A block of data
####

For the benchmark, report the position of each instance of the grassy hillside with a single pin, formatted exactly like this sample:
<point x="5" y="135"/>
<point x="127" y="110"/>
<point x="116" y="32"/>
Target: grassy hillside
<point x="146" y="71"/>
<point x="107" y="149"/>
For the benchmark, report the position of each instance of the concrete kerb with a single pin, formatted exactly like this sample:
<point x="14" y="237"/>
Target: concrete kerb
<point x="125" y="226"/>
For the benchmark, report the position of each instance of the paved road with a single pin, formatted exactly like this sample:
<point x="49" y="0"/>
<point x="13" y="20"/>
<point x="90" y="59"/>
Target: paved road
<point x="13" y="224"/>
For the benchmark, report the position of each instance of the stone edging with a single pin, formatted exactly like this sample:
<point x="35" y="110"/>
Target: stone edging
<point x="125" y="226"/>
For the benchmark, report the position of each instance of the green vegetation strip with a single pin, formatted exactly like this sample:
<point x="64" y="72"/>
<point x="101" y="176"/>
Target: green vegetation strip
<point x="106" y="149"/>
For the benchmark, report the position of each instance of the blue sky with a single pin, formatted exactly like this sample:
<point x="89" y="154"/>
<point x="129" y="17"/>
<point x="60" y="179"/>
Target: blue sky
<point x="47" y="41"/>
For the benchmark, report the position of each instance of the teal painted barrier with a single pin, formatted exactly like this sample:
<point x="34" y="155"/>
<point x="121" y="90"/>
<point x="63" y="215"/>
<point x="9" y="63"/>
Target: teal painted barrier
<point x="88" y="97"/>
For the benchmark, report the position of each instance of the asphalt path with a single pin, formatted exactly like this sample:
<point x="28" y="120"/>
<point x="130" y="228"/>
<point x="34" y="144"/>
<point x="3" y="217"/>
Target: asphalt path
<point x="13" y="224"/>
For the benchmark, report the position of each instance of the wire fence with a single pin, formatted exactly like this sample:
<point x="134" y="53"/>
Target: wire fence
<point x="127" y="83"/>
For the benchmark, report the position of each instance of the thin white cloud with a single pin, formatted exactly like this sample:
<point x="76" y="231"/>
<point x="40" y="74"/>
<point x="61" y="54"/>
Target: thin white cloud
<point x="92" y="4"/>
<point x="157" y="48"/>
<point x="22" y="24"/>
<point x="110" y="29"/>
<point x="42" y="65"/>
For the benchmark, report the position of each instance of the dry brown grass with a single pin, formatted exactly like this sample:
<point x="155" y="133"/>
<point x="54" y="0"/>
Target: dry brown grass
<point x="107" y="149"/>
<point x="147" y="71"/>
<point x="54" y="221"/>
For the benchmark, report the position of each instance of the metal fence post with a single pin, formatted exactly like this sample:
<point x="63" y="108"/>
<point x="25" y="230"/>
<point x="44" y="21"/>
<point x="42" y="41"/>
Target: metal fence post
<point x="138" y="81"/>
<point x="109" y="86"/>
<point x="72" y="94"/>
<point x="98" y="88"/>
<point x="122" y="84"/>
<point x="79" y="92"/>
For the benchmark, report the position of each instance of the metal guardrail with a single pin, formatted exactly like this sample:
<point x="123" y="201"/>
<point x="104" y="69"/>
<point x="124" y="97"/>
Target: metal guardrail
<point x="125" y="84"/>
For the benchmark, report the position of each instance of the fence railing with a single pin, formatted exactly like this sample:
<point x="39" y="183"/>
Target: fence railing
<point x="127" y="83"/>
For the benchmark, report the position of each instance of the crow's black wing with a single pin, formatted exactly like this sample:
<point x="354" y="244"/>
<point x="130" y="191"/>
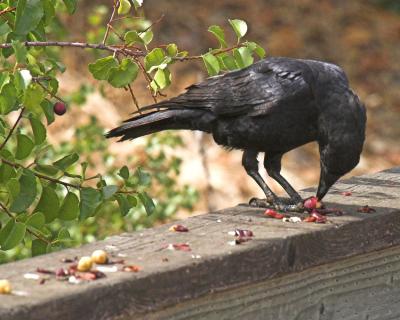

####

### What is asked
Copy every record above word for word, leaving the pictures out of your copy.

### Solution to this exercise
For the benchmark, report the position of each instance of the grassy hillside with a single pin, formatted exactly like this sample:
<point x="5" y="135"/>
<point x="127" y="110"/>
<point x="116" y="32"/>
Target: grassy hillside
<point x="146" y="71"/>
<point x="107" y="149"/>
For the benchmark, report the position of each instance of the concrete kerb with a single pin, formatted exactly like this sample:
<point x="14" y="237"/>
Target: concrete kerb
<point x="125" y="226"/>
For the benchmark, report the position of each instance of the paved road with a single pin, formatted exactly like this sample:
<point x="49" y="0"/>
<point x="13" y="20"/>
<point x="90" y="59"/>
Target: paved road
<point x="13" y="224"/>
For the benchmark, report the position of each instance of the stone edging with a single pin, formatted exactly like this sample:
<point x="35" y="110"/>
Target: stone edging
<point x="125" y="226"/>
For the benchmark, report the position of each instance of the green vegetation strip with a single pin, formatted exactly like this sample:
<point x="64" y="72"/>
<point x="101" y="176"/>
Target: green vegetation strip
<point x="106" y="149"/>
For the benchmark, report the position of each instance of the blue sky with a single pin, formatted exactly like this sample:
<point x="89" y="154"/>
<point x="129" y="17"/>
<point x="60" y="179"/>
Target: blue sky
<point x="47" y="41"/>
For the benchmark, report the position of each instance of the teal painted barrier with a single pin, formatted exactly like this sample:
<point x="34" y="155"/>
<point x="121" y="90"/>
<point x="63" y="215"/>
<point x="9" y="63"/>
Target: teal painted barrier
<point x="88" y="97"/>
For the benchmark, report the position of each instance of the asphalt path with a single pin, formatted exactly like this sample:
<point x="28" y="120"/>
<point x="130" y="228"/>
<point x="34" y="144"/>
<point x="3" y="217"/>
Target: asphalt path
<point x="13" y="224"/>
For the benchmark, report the position of each instance of the wire fence with a single pin, formatted exactly like this sample:
<point x="134" y="53"/>
Target: wire fence
<point x="127" y="83"/>
For the benchmark, report the position of each instance of the thin white cloud with a single pin, formatted exactly like this sample:
<point x="76" y="231"/>
<point x="40" y="74"/>
<point x="61" y="54"/>
Target: thin white cloud
<point x="92" y="4"/>
<point x="157" y="48"/>
<point x="22" y="24"/>
<point x="110" y="29"/>
<point x="42" y="65"/>
For the benchmark, report the position of each instance of the dry brown grass with a single pin, formatted exactly like this sample:
<point x="155" y="133"/>
<point x="54" y="0"/>
Target: dry brown grass
<point x="107" y="149"/>
<point x="147" y="71"/>
<point x="54" y="221"/>
For the benchmark, report the position of each instance of the metal fence post with a single pin, formatted exactly like this sample:
<point x="63" y="108"/>
<point x="25" y="230"/>
<point x="44" y="21"/>
<point x="42" y="41"/>
Target: metal fence post
<point x="138" y="81"/>
<point x="109" y="86"/>
<point x="72" y="94"/>
<point x="98" y="88"/>
<point x="122" y="84"/>
<point x="79" y="92"/>
For the benchmark, report the position of each instance of the metal guardrail with a single pin, formatted exactly like this sample:
<point x="123" y="201"/>
<point x="104" y="69"/>
<point x="124" y="97"/>
Target: metal guardrail
<point x="125" y="84"/>
For the benchmark, report the position of each instance of the fence railing with a single pin, formatted exactly like this sample:
<point x="39" y="183"/>
Target: fence railing
<point x="127" y="83"/>
For the benchmark, report the position of each instance of the crow's black wing with a single pin, formatted exactly like this sample:
<point x="354" y="244"/>
<point x="130" y="191"/>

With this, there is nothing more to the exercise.